- _What you should do_:
Rescale everything from the line containing "Question. Point out each instance of the pavement" down to the end of the records, and reproduce only those lines, requests included. Multiply every x and y coordinate in the answers by 1.35 and round each to a whole number, with halves rounding up. Leave the request lines unchanged.
-*-
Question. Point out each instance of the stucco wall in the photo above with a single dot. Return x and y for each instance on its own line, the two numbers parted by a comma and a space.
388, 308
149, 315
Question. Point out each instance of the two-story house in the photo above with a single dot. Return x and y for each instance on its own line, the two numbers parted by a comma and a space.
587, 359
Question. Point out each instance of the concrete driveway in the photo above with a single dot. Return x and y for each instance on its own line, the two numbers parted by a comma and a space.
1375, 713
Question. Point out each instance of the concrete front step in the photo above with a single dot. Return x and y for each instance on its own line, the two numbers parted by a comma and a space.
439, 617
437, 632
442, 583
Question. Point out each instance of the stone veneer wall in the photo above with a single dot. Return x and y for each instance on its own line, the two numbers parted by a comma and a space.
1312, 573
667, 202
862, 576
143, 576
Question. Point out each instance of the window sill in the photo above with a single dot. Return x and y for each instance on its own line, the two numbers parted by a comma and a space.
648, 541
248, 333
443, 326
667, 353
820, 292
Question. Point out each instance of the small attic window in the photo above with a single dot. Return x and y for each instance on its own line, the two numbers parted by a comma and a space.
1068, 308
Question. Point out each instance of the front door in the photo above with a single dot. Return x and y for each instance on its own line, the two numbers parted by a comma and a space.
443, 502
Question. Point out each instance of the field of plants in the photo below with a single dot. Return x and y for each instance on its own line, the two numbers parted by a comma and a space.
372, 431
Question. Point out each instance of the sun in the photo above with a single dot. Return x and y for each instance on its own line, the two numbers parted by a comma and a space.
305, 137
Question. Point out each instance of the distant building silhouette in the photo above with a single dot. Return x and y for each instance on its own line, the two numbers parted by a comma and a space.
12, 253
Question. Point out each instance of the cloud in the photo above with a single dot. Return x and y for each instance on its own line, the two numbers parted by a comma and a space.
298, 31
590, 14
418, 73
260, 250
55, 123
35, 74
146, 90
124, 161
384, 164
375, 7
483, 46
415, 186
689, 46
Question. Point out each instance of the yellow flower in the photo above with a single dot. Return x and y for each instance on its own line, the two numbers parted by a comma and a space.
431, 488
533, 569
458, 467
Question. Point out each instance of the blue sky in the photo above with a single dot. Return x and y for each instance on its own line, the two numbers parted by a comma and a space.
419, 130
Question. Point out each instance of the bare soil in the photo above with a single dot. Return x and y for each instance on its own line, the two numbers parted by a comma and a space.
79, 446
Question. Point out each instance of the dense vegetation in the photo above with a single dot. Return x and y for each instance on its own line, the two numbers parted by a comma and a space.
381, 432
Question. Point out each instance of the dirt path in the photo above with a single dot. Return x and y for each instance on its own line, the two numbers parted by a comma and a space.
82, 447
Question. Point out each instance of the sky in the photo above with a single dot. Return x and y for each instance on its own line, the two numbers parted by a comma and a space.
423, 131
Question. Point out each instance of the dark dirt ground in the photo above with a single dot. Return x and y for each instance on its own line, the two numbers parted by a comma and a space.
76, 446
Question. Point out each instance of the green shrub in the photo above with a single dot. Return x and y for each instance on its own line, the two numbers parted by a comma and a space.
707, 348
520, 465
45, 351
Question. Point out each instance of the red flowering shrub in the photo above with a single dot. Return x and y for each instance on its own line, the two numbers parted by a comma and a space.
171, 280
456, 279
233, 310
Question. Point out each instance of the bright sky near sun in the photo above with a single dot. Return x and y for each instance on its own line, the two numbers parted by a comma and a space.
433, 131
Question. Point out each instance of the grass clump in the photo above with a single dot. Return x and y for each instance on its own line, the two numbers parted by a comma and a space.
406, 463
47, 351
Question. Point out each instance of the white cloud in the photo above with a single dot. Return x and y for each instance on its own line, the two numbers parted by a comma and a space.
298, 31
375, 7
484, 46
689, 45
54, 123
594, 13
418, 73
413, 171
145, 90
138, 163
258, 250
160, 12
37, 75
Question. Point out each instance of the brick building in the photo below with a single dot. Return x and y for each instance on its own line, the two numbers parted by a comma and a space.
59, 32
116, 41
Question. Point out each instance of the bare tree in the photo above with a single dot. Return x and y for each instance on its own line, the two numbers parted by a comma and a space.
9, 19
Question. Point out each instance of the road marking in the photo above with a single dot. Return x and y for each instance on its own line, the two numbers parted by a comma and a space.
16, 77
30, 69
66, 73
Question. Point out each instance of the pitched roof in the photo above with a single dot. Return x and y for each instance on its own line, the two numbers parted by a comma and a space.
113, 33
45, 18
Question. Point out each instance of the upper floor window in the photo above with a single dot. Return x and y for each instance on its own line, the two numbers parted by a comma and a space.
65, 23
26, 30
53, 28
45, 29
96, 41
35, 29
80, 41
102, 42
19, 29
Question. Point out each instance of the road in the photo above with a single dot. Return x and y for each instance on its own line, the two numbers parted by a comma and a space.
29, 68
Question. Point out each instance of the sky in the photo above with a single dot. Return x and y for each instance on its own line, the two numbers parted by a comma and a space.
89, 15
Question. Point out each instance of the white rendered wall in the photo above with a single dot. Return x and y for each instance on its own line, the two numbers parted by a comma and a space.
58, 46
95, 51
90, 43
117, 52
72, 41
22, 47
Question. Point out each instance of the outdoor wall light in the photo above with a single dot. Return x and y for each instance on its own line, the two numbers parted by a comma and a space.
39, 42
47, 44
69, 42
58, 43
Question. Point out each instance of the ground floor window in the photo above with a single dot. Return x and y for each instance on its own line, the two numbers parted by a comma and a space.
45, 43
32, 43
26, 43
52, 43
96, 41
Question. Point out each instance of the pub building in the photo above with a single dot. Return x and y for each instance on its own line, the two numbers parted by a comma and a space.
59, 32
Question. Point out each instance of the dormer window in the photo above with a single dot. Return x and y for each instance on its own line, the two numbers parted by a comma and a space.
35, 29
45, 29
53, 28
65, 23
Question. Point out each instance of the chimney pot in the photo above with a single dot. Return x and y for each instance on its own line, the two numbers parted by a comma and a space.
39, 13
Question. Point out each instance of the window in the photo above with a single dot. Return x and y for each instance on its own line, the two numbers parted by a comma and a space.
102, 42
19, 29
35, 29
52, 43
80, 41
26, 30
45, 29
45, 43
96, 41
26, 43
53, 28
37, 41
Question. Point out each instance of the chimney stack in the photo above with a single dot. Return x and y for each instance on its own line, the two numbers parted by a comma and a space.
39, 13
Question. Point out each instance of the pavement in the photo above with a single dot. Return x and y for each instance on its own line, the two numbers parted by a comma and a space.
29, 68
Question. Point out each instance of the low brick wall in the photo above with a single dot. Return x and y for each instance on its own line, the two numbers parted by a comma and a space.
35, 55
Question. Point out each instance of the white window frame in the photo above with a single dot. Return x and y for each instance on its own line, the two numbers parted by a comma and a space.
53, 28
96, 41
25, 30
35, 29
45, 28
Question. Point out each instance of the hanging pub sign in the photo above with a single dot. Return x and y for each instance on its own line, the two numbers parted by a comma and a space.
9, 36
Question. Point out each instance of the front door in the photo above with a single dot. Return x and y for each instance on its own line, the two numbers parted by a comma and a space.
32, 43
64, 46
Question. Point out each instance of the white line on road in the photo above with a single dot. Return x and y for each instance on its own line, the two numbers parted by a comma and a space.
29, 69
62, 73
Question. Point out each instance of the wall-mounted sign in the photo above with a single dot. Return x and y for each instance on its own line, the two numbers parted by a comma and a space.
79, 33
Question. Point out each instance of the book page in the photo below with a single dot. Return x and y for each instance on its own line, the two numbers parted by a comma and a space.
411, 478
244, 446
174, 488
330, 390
-*-
- _Worked solution_:
Question. Point out each instance of the pavement in the photo above with a single dot. Return x and y for each instance on its own line, the two numbers parted by a comma and a space.
39, 92
Question. Point out each instance of the low brick wall in the photo above with a single dot. Return x and y for each instance on its own line, the two numbers parted by a comma and a space.
47, 74
Question. Point out each instance of the white window frame in the photo above with a single dot. Return x and y for each instance on its own line, the two numbers parted by a comma and a space.
72, 38
130, 55
34, 41
47, 39
61, 38
Question. Point out each instance of the hanging pub sign in the photo above with a single dot. Return x and y for each instance on its own line, the two numbers parted by a comma and a space.
12, 49
Question. Point out each instance of the front door in the photo above with a single dot. Return x and y for each instance on its own line, the two numbers parted by a comma and a space.
43, 58
86, 62
Question. Point out each instance of the white line on road in the photo above with a single dot. Return x and y for each instance on its own line, the two numbers parted by a comma and a space.
39, 93
84, 99
Question. Point out each instance of the wall-mounted sign in the photo above with a single dot. Return x and y for each instance on its own line, the two numbers parted by a comma and a space.
107, 45
Question. Point out each instance of the book page in the photo below with a single dot. Return x and y for each instance on its own line, the two numbers parted by a comma and a space.
555, 645
329, 602
235, 659
446, 527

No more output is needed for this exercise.